#### Exercise brief
Once you reach the line containing "Look at the photo above. For every instance of the sweatshirt", write out that line and every remaining line of the records exactly.

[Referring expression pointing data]
------------
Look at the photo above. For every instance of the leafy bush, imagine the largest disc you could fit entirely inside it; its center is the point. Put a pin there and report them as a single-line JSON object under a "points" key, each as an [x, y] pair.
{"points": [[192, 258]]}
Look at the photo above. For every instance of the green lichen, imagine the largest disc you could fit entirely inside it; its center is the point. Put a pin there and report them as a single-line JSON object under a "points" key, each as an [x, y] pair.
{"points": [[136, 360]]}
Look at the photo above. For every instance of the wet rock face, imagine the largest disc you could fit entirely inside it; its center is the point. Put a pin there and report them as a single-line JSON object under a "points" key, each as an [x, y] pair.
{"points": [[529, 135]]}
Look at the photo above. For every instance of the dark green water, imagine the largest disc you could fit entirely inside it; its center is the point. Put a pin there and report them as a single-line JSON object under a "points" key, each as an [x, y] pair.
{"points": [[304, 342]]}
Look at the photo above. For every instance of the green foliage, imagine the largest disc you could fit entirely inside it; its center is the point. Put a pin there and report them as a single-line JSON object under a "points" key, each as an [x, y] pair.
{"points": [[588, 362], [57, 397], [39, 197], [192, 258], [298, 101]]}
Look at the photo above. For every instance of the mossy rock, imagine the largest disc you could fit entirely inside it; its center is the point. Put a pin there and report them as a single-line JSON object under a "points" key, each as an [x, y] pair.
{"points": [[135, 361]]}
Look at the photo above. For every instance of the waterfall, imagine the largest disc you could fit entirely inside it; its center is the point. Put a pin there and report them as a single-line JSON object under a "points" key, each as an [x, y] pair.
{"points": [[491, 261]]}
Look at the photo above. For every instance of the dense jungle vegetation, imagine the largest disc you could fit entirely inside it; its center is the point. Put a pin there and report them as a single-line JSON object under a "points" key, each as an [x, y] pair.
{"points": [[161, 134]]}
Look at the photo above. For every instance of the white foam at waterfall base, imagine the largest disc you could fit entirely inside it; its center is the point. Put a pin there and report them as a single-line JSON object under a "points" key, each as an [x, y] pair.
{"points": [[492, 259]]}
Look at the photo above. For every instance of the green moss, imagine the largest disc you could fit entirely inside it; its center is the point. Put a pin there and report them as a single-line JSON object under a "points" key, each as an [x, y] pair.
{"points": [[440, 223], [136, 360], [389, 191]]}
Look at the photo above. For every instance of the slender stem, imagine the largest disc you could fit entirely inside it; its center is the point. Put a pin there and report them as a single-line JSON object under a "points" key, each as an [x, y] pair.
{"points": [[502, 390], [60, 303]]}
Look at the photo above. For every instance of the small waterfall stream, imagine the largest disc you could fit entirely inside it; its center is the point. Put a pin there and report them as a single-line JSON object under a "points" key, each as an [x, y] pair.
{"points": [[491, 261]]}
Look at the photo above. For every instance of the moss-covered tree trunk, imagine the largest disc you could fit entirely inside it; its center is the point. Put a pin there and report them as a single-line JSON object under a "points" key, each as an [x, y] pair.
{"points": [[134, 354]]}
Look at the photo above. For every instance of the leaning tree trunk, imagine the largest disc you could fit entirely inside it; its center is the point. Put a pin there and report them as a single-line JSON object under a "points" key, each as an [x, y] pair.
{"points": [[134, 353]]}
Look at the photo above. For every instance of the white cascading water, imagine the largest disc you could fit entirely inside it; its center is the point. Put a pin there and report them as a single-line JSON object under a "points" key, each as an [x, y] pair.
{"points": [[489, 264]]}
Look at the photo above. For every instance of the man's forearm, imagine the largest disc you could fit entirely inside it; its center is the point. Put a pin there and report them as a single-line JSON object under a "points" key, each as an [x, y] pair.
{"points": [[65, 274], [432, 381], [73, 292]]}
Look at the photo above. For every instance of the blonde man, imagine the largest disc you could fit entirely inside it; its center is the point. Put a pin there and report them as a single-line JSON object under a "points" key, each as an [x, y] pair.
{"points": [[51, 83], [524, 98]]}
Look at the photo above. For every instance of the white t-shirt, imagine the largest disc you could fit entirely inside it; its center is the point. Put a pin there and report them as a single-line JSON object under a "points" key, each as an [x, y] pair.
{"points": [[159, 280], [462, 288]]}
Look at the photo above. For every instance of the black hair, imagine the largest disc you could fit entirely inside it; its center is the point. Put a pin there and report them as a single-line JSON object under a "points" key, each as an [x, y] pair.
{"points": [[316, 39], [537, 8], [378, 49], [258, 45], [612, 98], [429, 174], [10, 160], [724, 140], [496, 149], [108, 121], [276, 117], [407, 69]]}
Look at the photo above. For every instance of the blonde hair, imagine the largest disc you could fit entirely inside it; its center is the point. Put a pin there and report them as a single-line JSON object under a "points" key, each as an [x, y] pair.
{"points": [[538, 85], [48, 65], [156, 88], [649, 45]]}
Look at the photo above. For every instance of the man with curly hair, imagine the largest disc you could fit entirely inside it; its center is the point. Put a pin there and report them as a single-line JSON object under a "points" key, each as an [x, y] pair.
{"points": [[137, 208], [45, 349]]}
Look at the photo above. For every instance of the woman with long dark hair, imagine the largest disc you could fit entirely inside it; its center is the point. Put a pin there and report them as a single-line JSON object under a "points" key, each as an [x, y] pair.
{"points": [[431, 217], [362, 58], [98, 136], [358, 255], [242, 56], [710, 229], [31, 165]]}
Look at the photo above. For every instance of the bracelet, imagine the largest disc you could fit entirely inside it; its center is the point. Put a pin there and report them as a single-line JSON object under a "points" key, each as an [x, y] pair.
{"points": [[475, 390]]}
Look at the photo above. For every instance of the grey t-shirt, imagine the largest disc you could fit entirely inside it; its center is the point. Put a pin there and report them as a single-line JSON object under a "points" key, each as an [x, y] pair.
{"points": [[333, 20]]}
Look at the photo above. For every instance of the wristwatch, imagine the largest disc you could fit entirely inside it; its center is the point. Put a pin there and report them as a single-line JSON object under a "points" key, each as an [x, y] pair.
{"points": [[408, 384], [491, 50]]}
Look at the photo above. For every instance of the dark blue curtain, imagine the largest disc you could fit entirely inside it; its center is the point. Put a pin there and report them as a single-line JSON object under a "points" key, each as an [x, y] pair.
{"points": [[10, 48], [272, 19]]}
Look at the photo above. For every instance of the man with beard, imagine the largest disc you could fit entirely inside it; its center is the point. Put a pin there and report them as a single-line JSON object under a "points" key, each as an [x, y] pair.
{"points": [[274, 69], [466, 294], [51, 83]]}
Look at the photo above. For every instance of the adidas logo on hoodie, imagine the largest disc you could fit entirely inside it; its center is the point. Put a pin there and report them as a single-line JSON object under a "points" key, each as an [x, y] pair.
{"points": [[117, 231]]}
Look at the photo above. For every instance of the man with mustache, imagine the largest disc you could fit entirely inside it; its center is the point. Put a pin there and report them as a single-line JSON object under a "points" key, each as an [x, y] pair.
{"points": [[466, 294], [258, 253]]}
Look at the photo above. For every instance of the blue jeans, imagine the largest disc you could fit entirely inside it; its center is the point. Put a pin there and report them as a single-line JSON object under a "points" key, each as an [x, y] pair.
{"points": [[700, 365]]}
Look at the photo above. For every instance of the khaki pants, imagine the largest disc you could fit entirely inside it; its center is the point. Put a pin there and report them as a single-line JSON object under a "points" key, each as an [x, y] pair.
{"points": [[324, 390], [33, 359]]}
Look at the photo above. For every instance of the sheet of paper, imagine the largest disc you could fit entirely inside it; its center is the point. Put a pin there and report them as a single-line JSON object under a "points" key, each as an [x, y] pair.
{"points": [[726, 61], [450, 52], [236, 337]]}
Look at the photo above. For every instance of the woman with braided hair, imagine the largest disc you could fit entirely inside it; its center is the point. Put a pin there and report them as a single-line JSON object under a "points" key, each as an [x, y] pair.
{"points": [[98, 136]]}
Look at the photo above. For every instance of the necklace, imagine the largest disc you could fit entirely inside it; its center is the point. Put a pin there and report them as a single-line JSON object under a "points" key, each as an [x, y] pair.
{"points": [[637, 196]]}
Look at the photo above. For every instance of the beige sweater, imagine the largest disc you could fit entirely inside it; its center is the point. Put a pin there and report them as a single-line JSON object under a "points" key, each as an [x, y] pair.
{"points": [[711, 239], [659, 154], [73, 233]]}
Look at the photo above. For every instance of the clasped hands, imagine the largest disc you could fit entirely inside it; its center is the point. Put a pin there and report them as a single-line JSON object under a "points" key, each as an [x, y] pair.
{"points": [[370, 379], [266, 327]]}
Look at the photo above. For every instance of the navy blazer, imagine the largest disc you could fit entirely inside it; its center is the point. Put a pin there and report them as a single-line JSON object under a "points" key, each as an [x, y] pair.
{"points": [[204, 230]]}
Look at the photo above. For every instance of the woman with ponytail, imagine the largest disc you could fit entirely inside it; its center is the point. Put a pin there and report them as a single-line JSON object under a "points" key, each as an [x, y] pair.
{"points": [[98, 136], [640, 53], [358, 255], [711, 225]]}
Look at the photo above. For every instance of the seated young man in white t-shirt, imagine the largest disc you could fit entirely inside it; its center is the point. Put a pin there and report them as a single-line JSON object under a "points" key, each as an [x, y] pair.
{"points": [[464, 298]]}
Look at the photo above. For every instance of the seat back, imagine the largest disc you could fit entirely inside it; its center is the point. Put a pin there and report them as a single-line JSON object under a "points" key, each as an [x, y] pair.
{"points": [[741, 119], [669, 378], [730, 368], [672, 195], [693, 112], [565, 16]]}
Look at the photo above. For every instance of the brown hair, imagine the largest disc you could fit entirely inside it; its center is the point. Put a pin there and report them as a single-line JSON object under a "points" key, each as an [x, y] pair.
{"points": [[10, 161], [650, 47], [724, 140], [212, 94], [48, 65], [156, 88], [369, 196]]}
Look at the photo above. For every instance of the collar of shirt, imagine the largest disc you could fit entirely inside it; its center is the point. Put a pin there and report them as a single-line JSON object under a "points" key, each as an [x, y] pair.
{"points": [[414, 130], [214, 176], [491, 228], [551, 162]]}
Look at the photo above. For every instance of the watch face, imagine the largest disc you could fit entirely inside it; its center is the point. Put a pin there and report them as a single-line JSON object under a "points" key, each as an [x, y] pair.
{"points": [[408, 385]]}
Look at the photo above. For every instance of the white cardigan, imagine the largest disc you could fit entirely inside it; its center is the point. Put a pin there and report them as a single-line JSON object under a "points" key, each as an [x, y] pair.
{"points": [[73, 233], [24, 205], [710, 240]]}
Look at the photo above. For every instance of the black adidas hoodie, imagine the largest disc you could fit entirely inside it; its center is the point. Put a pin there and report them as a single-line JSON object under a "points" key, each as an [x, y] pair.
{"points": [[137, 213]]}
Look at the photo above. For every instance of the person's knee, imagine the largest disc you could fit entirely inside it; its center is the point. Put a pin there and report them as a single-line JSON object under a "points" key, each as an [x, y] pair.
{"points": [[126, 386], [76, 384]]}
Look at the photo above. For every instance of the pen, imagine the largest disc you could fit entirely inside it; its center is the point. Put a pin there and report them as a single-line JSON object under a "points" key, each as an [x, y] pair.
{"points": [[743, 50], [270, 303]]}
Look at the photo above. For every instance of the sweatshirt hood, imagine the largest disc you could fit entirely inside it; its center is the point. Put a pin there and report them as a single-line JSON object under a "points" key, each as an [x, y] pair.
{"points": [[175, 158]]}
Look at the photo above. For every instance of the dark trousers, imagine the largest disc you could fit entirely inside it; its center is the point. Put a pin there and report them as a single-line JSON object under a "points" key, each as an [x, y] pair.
------------
#### Finished task
Look at the photo above. For every instance of the sweatshirt hood, imagine the largest disc you could fit entirely inside it; its center is the point. Put a pin there and report them as a single-line JSON object under a "points" key, each as an [x, y] pair.
{"points": [[175, 158]]}
Look at the photo above. For every instance of the dark trousers, imagine the largest disc you could fit entirely inside it; its center is the point. Put a pin there and report them as a single-line JSON object under a "points" key, each as an [x, y] pair.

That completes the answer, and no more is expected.